►
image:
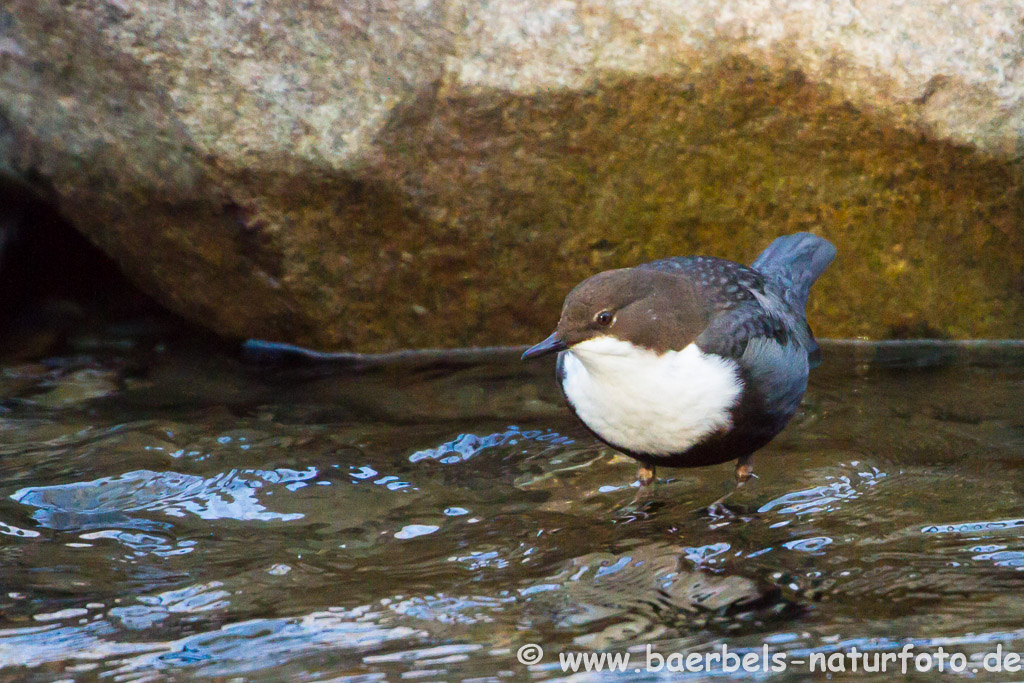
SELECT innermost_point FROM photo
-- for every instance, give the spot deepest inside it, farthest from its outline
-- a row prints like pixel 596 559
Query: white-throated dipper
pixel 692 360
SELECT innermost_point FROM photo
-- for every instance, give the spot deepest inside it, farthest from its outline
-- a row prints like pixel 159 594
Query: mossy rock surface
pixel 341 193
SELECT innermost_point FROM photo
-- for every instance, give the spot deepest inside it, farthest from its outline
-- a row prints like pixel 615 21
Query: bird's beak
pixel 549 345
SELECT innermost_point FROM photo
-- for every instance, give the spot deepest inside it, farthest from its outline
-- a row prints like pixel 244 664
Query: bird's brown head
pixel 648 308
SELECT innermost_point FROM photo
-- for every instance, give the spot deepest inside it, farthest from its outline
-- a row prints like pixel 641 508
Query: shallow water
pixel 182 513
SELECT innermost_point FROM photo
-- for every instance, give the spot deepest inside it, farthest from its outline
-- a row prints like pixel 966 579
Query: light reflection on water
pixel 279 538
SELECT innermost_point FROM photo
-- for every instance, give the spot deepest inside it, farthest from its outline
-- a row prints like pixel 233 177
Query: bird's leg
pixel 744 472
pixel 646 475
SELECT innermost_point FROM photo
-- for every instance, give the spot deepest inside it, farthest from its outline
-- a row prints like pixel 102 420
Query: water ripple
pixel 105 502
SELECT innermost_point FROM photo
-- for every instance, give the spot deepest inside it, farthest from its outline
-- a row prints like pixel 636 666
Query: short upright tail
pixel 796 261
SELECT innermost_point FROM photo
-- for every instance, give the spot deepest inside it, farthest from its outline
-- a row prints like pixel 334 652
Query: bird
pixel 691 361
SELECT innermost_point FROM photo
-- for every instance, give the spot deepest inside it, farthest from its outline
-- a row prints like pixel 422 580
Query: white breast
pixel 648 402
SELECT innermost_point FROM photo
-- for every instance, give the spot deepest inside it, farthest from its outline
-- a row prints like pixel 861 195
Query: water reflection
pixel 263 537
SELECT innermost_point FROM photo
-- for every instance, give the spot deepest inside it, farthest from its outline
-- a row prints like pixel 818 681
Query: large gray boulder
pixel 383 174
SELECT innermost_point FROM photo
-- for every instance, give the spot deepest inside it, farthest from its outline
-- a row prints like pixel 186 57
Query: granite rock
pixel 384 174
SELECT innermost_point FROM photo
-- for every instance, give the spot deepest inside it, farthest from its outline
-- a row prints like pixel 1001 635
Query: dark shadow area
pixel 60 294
◄
►
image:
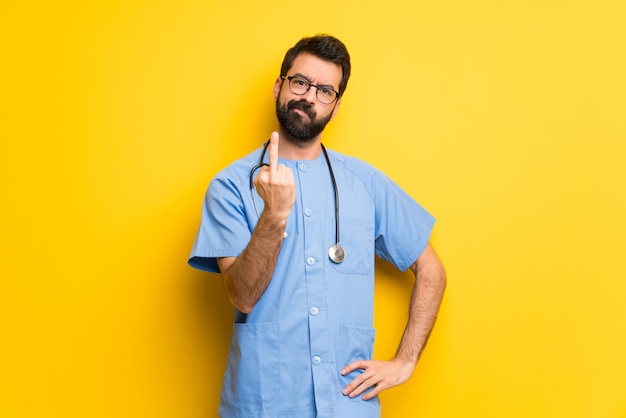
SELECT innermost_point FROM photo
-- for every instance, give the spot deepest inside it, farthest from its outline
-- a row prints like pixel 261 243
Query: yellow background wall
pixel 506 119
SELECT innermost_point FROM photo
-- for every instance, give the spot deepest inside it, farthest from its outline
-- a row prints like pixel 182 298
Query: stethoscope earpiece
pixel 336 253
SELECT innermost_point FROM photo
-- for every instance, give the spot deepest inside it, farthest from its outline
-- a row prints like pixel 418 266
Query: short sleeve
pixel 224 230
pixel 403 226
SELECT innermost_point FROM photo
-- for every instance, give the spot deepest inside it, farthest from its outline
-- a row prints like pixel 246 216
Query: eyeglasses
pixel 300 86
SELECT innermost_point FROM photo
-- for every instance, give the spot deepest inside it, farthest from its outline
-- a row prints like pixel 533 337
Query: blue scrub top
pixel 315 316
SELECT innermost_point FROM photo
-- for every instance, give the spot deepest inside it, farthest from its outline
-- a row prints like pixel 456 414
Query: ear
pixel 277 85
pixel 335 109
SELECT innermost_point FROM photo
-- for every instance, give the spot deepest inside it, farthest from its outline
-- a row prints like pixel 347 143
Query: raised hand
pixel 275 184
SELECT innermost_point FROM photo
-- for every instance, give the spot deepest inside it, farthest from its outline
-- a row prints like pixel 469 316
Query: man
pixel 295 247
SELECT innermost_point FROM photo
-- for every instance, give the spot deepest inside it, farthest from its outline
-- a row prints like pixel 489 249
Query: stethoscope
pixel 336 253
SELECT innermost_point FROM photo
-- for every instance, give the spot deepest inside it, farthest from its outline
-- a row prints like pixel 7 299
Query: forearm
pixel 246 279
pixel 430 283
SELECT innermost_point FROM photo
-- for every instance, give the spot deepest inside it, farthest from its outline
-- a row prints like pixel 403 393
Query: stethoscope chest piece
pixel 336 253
◄
Directive> Extract every line of the material above that contains the string "short".

Exercise answer>
Query: short upright tail
Query: short sleeve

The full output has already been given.